> _JOB ITEM_: Please convert the material from its first line through the line containing "positive clicks: (913, 237) (905, 239)" into a Markdown table with the columns Row and Line, leaving out blank lines.

[Saved data entries]
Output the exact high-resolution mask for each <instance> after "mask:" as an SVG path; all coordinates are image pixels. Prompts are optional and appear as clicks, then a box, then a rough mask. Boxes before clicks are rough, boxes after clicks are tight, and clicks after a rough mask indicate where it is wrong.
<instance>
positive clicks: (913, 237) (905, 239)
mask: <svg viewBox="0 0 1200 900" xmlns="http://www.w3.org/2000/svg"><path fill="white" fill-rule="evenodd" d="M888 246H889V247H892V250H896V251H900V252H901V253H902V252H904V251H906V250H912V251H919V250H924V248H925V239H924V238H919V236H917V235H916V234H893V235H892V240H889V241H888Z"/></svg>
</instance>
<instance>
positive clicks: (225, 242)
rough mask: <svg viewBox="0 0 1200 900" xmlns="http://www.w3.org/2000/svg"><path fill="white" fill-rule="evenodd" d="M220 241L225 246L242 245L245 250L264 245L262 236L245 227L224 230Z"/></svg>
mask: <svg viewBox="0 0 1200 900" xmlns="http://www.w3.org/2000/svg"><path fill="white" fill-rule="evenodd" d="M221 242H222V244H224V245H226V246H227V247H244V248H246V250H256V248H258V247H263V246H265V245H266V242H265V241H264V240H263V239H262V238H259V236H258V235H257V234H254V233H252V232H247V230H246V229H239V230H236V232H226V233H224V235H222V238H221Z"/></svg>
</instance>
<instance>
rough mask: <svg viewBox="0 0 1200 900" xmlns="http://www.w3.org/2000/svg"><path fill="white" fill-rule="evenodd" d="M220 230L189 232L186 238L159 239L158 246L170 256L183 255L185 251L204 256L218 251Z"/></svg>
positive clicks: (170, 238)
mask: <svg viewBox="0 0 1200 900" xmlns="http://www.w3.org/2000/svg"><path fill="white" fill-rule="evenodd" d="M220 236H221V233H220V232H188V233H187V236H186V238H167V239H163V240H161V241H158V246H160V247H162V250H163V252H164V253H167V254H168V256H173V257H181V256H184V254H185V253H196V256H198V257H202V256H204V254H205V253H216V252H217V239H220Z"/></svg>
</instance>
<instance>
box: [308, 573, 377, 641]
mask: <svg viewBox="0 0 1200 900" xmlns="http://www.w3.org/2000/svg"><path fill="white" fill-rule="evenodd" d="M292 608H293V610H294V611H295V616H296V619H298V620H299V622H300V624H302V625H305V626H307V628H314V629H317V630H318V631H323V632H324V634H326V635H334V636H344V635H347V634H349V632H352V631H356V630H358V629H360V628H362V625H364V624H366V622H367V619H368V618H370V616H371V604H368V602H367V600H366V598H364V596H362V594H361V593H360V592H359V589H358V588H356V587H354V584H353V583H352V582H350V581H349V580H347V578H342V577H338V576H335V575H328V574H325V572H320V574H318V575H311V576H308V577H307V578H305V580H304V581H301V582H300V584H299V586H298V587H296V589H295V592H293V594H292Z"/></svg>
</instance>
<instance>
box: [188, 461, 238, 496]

> _RESULT OF THIS TASK_:
| Row | Line |
|---|---|
| 1 | Output the exact high-resolution mask for each <instance> after "mask:" as an SVG path; all coordinates are image pixels. Prompts are optional and appear as clicks, then a box, then a rough mask. Boxes before clicks are rough, boxes after clicks are tight, and clicks after a rough mask indicate where it is wrong. |
| 2 | <instance> |
| 3 | positive clicks: (913, 237) (905, 239) |